> _What you should do_: Pictures excluded, copy every record that follows exactly as it appears.

□ □ □ □ □

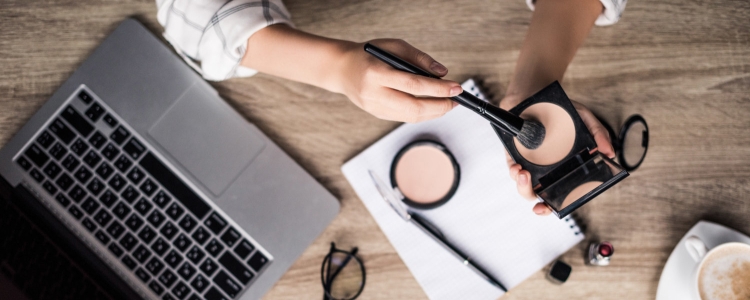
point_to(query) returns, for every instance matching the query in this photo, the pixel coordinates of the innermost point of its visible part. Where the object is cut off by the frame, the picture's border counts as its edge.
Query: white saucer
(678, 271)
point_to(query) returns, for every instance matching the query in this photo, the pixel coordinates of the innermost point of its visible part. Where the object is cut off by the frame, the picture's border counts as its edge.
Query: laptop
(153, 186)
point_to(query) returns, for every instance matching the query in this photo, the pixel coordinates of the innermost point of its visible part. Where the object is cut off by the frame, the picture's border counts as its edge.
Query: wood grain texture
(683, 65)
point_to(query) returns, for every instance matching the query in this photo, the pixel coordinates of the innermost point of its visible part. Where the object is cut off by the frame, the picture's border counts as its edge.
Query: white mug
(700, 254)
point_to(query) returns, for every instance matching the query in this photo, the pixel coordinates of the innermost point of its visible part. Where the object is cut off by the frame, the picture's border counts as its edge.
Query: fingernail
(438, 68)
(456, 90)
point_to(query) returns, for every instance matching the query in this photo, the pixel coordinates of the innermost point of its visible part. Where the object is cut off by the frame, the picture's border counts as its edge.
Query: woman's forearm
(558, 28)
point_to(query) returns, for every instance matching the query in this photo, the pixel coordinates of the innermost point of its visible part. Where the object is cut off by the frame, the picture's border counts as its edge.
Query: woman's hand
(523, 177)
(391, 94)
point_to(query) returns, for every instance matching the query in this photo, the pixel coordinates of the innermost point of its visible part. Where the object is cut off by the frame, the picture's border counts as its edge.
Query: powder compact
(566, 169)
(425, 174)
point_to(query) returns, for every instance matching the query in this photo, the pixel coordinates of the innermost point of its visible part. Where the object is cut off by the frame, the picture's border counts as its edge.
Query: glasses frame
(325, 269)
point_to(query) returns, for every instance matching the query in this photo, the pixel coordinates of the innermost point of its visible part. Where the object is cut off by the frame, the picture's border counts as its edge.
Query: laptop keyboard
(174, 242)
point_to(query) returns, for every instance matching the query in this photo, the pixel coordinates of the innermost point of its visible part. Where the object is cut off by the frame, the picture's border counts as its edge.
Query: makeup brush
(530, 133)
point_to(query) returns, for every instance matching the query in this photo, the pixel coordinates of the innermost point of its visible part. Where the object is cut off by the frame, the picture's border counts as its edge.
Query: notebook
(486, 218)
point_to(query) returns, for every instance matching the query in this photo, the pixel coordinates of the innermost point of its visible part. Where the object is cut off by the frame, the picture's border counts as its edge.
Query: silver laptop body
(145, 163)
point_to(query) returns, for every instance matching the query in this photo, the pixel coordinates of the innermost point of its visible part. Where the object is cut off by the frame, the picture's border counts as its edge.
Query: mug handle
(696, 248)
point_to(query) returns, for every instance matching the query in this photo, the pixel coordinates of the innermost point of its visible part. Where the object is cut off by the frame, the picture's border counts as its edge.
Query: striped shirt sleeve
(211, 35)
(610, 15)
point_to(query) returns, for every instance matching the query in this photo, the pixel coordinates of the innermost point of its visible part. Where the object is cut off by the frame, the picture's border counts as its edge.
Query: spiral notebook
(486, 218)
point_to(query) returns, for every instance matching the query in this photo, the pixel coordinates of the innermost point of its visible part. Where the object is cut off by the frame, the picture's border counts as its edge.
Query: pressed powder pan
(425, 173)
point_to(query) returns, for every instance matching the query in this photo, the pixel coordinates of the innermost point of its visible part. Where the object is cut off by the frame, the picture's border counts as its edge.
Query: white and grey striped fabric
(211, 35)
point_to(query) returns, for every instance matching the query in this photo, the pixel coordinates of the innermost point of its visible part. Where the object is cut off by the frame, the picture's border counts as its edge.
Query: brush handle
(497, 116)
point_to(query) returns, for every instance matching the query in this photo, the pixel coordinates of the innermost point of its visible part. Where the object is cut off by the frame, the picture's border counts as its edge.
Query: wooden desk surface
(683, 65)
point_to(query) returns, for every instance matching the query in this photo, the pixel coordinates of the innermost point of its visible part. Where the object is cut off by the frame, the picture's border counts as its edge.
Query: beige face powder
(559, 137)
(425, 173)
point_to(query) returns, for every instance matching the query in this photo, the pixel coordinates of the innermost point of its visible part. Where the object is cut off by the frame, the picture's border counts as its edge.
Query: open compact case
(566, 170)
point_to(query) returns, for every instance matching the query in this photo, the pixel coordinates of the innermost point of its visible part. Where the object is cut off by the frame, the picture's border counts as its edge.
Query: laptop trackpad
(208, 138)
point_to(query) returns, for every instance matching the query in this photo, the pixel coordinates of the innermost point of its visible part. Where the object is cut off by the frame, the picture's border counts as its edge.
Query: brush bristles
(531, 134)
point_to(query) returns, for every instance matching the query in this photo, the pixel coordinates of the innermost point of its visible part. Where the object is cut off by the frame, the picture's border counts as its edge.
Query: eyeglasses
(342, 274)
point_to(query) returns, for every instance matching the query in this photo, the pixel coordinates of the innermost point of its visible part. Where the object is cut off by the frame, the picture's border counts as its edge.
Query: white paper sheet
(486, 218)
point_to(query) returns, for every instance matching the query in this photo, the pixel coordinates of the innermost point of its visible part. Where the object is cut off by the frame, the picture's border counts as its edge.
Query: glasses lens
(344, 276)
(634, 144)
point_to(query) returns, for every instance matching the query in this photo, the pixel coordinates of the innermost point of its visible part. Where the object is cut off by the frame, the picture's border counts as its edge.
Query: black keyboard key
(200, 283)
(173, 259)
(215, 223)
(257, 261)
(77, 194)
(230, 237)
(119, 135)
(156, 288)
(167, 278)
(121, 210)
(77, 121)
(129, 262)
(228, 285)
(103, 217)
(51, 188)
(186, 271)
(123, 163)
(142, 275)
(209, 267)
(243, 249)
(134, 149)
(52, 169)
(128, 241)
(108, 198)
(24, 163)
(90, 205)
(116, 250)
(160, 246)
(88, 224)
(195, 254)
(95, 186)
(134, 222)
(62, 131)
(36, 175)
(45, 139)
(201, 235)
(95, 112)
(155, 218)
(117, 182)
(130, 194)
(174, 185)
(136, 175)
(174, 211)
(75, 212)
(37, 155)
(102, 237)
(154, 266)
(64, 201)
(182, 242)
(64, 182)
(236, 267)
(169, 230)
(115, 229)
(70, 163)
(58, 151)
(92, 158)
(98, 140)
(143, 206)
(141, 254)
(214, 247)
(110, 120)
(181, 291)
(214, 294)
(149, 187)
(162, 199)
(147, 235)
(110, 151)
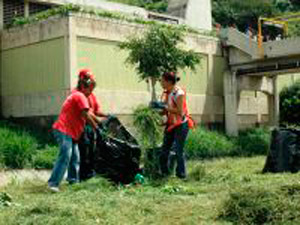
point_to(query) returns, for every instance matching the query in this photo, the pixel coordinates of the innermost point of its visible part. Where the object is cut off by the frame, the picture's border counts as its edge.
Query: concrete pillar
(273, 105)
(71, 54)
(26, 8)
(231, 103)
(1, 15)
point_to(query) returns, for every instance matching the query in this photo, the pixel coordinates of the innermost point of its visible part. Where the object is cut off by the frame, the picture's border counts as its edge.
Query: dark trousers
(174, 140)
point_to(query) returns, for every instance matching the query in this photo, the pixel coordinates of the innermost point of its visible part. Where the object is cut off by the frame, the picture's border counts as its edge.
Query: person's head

□ □ □ □ □

> _Result for this task_:
point_to(query) returns, for every instance matching the query in this photo, the pixel coordinates of the innermost point of its visible part. Where the object is cut off by the frame, the picture's border counts as its edge.
Query: white saucer
(678, 271)
point_to(query) returns, for every instance matching the query in this photo, the pixel coordinates of the innermost point of its visible part. Where the object is cut off by the frame, the picture's border counts as its edge.
Query: laptop
(153, 186)
point_to(query) returns, for every instance matching the query in this photo, the pixel coordinates of the innermost point of its visible part. Where the object is cut off by the frame, the picture's border counts as its edge.
Query: wood grain texture
(683, 65)
point_to(query) returns, for every instance matching the query in this photo, the pixel coordinates of the innermost point of its visible part. Where the object is cut off by the frame, the picture's border counts as its edge.
Query: white mug
(700, 254)
point_to(query) returns, for every instance matching the query in this photo, the pixel coordinates of the innermost point of its visible part. Where the object is cut off by the frame, the picture's border counts as its edge.
Query: fingernail
(438, 68)
(456, 90)
point_to(query) returns, for every instance matching the query in this photo, the pixel coordinates of the innermost point of its visible part. Where the object is cut off by the frame, the picture's border counts as its edge.
Query: woman's forearm
(558, 28)
point_to(query) returns, for every instance matching the query in this photo, the pixel coordinates of the innermost point of its visible part. Where the object is cut off by the frame, the picture's border counts as its edge.
Query: woman's hand
(523, 177)
(391, 94)
point_to(query) returns, for every instance matching the query in this photo, the pixel coordinates of the innermost point of its visible part. Where the object is cut off by the frame, the picture's border counts as its edge.
Query: powder compact
(566, 169)
(425, 174)
point_to(query) returns, for every instance matching the query in this photo, the pixel coordinates of the innermost point of its visible part. Where the object is cut off by the frame, the picture's border counts as its edge.
Query: glasses frame
(325, 269)
point_to(query) returns, for every instance matching the query in this photo, the pixel coordinates of the innermost point of its visible part. Where the object is cut off by the frame, the picture's border counts as its edge.
Query: laptop keyboard
(174, 242)
point_to(query) returns, for every instance matching the query in this photo, the pixel coordinates of the innermost point of its visible part. Where the object is cut off by the frame, the picture's border counts as its edge.
Query: makeup brush
(530, 133)
point_to(query) returns, for every instance matching the query in this photo, the pixel coordinates of the innermost point of its visible part. Where the object is cut off by the frame, the picture's border counts as its edge.
Query: notebook
(486, 218)
point_to(query) returns, for every instance matching the query in this photo, the pixel coordinates of the innermost point of its visible part. Where the object is cut off by the frame, the picture's border counts as its edge.
Query: silver laptop body
(145, 163)
point_to(query) returns, for every instance matching the query in this photo, the pixel coordinates of the innermost point of its visible part. Where the object is cut off by the frame, the picture's border counts as its edge.
Query: mug handle
(696, 248)
point_to(query) returns, for every instance matching the query in this photo, the pixel coordinates of the innermost point of its visible part. Where the object is cut off by the frame, the picture's border counts as its edge.
Query: striped shirt sleeve
(211, 35)
(610, 15)
point_to(query) returns, for every instance matching the query in this photo, the pixel coordinates of the innermost point of its visible part. Where the object is cut off by the frame, the picture's border counts as its edge.
Query: spiral notebook
(486, 218)
point_to(query) returns, for every instance matching the query in this photo, the pixel coordinates of the innermost point of its visible part. Where the object is cut off by the frame, the picture's border counts as its edge.
Query: pressed powder pan
(425, 173)
point_to(query) returns, for every instance matching the query in this photo, the pixel coordinates of the innermost point of its visible part. Where the object is cut off by the frame, the picture's border counts as its edge.
Query: white and grey striped fabric
(211, 35)
point_to(query) returns, for every instance matching the query in this photo, the pixel coordinates of the innermost point of its visible part. Where the object is cut off by the frame, the picture's border counts as its edge.
Query: brush handle
(497, 116)
point_to(query) returns, for every instance matching the query in this photo, the pixel coordinates of the innermost point of its visible part. Where the object is cut off by the frame, the picture's border counts as its edge.
Query: wooden desk surface
(683, 65)
point_to(query) returns, for every instance matching the query in this photo, the pixel coordinates of the innermost point of its visible part. Where the object is cut off by the frame, the picture's border counts as its edge.
Query: beige face powder
(559, 137)
(425, 173)
point_to(query) returns, for every instance matching the query in this photo, the pixel coordinates of the innermost point of its visible part. Where the object is cut off by the frame, the picture's border counts as its edge.
Query: open compact case
(566, 170)
point_to(query) returns, for every instance matching the query in this photo, the pixel coordinates of the innermost point of its visible part. Where the object is cut off by the frame, the picture's border counts as its edge.
Query: laptop trackpad
(208, 138)
point_to(query) returns, for every instance matching the query in this photo, the pixel coordinates of the innermost point of its visible part. Where the object is cut off by the frame, the picture's border counts as its edge.
Query: brush bristles
(531, 134)
point_to(query) returns, for every instance matching the query in this photo, the pixel coordinates of the innermost point of its visible part. Where the object is cut off by the frame, the picture's border counts as its edge.
Query: eyeglasses
(342, 274)
point_to(query) returns, for every instance matching the query in this photo, the pixel coordinates of the innermost point of its visible part. Where the object is cut off by the frame, the picture's border counts as its edge.
Query: white paper sheet
(486, 218)
point_to(query) returns, for every instance matching the query in this photo, the pixel coordinates of the innermost point of its visible part. Where the object is cut off by the frame, the picture's border counts as its edge.
Query: glasses lens
(344, 276)
(634, 144)
point_to(query) returns, for every instance matching the query in this photo, the pixel coordinates of the innermost point of its visible part. Where the object is cut off by the frame, the picture's border counts as its edge.
Query: black keyboard key
(200, 283)
(173, 259)
(215, 223)
(257, 261)
(77, 194)
(230, 237)
(119, 135)
(156, 288)
(167, 278)
(121, 210)
(77, 121)
(129, 262)
(228, 285)
(103, 217)
(51, 188)
(186, 271)
(123, 163)
(142, 275)
(209, 267)
(243, 249)
(134, 149)
(52, 169)
(128, 241)
(108, 198)
(24, 163)
(90, 205)
(116, 250)
(160, 246)
(88, 224)
(195, 254)
(95, 186)
(134, 222)
(62, 131)
(36, 175)
(45, 139)
(201, 235)
(95, 112)
(155, 218)
(117, 182)
(130, 194)
(174, 185)
(136, 175)
(174, 211)
(75, 212)
(37, 155)
(102, 237)
(154, 266)
(64, 201)
(182, 242)
(64, 182)
(236, 267)
(169, 230)
(115, 229)
(70, 163)
(58, 151)
(92, 158)
(98, 140)
(143, 206)
(141, 254)
(214, 247)
(110, 120)
(181, 291)
(214, 294)
(149, 187)
(162, 199)
(147, 235)
(110, 151)
point_to(query) returns, for every instance matching the query in this photo, the pixel coordinates of the innermost point of its visible part. Where the object is cut off by the frame, the picture's border counts as its edge.
Query: concrete pillar
(273, 105)
(71, 54)
(26, 8)
(231, 103)
(1, 15)
point_to(query) returns, for every instance matching the query in this photo, the pixel coordinates of the innermost point of its visible part. Where the object is cut off by the frame, the picture's border counts as its edge.
Query: dark trousers
(174, 140)
point_to(query) returns, for every instance matching the query in this photo, the pixel coordinates of the innermost point of its visible part. Where the object is cut off by the frame, the picture's border counts as its edge.
Query: person's head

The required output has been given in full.